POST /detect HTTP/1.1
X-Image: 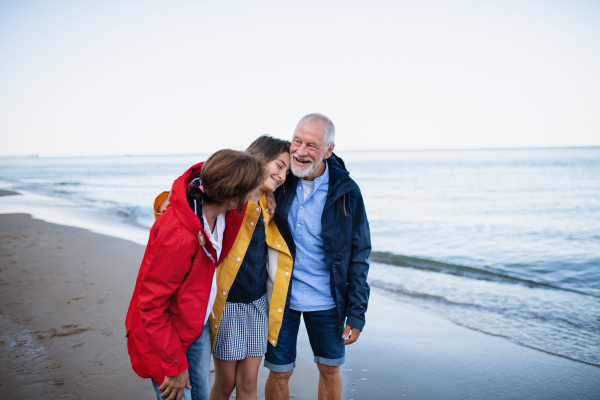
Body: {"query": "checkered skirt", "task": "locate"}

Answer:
[213,293,269,361]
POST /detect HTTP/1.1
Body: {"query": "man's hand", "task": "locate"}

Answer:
[158,369,192,400]
[158,190,173,214]
[265,192,277,218]
[342,325,360,346]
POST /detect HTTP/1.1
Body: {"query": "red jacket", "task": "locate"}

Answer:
[125,163,245,385]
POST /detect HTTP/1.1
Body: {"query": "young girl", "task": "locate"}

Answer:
[210,136,293,400]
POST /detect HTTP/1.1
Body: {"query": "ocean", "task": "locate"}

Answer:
[0,147,600,366]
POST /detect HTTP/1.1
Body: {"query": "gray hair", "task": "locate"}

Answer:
[298,113,335,148]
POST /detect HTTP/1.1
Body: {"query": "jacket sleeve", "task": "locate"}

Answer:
[138,222,197,376]
[346,187,371,331]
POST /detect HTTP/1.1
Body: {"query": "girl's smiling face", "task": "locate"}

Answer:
[261,152,290,193]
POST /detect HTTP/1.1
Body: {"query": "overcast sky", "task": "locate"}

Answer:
[0,0,600,156]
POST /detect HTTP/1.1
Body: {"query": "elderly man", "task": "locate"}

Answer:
[265,114,371,400]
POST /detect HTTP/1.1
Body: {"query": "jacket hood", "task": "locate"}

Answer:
[167,162,204,235]
[327,153,355,198]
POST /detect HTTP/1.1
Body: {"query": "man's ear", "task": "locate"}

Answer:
[325,143,335,158]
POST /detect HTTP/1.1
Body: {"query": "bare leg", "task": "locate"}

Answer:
[317,363,342,400]
[235,356,262,400]
[210,356,238,400]
[265,370,294,400]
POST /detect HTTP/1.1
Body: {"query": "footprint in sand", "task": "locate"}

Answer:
[52,378,67,386]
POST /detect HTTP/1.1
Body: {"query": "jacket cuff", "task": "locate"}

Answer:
[346,315,365,332]
[162,351,189,377]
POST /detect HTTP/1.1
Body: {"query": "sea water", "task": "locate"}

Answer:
[0,148,600,365]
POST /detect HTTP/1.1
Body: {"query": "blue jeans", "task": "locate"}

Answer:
[152,323,210,400]
[264,308,346,372]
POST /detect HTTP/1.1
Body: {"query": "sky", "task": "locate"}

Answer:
[0,0,600,156]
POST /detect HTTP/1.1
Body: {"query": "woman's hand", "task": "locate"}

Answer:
[158,369,192,400]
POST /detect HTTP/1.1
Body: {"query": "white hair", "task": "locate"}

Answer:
[298,113,335,148]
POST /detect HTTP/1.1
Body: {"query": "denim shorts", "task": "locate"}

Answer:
[264,308,345,372]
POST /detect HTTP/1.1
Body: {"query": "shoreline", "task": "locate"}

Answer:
[0,214,600,400]
[0,184,600,400]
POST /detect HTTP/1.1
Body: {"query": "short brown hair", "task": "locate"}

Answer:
[187,149,265,212]
[246,135,290,163]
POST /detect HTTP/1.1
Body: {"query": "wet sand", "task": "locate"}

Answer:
[0,208,600,400]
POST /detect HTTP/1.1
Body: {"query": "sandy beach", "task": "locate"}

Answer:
[0,191,600,400]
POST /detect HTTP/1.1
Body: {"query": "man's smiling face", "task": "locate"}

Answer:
[290,118,334,181]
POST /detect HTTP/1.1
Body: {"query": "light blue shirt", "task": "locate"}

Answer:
[288,162,335,311]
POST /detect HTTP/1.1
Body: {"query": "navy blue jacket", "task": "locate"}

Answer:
[275,154,371,333]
***
== What you will do ==
Rewrite the listing as a Markdown table with the columns "No." and "Entry", starting with its first line and going on through the line with "[265,114,371,400]", numbering each line and skipping blank lines. Leave the pictures out.

== Output for this task ==
| No. | Entry |
|---|---|
| 1 | POST /detect HTTP/1.1 |
| 2 | X-Image:  |
| 3 | Body: {"query": "checkered skirt", "task": "locate"} |
| 4 | Answer: |
| 5 | [213,293,269,361] |
| 6 | POST /detect HTTP/1.1 |
| 7 | Body: {"query": "man's hand", "task": "locate"} |
| 8 | Answer: |
| 9 | [158,369,192,400] |
| 10 | [158,190,173,214] |
| 11 | [265,192,277,218] |
| 12 | [342,325,360,346] |
| 13 | POST /detect HTTP/1.1 |
| 14 | Body: {"query": "red jacket", "task": "locate"} |
| 15 | Answer: |
| 16 | [125,163,245,385] |
| 17 | POST /detect HTTP/1.1 |
| 18 | Body: {"query": "young girl", "task": "locate"} |
| 19 | Answer: |
| 20 | [210,136,293,400] |
| 21 | POST /detect HTTP/1.1 |
| 22 | Body: {"query": "ocean", "task": "locate"} |
| 23 | Answer: |
| 24 | [0,147,600,366] |
| 25 | POST /detect HTTP/1.1 |
| 26 | Body: {"query": "gray hair", "task": "locate"} |
| 27 | Answer: |
| 28 | [298,113,335,148] |
| 29 | POST /detect HTTP/1.1 |
| 30 | Body: {"query": "jacket sleeve", "task": "locate"} |
| 31 | Answer: |
| 32 | [138,222,197,376] |
| 33 | [346,187,371,331] |
| 34 | POST /detect HTTP/1.1 |
| 35 | Body: {"query": "girl's smiling face", "task": "locate"} |
| 36 | Answer: |
| 37 | [261,152,290,193] |
| 38 | POST /detect HTTP/1.1 |
| 39 | Body: {"query": "overcast sky", "task": "locate"} |
| 40 | Answer: |
| 41 | [0,0,600,156] |
| 42 | POST /detect HTTP/1.1 |
| 43 | Body: {"query": "elderly man", "task": "locate"} |
| 44 | Answer: |
| 45 | [265,114,371,400] |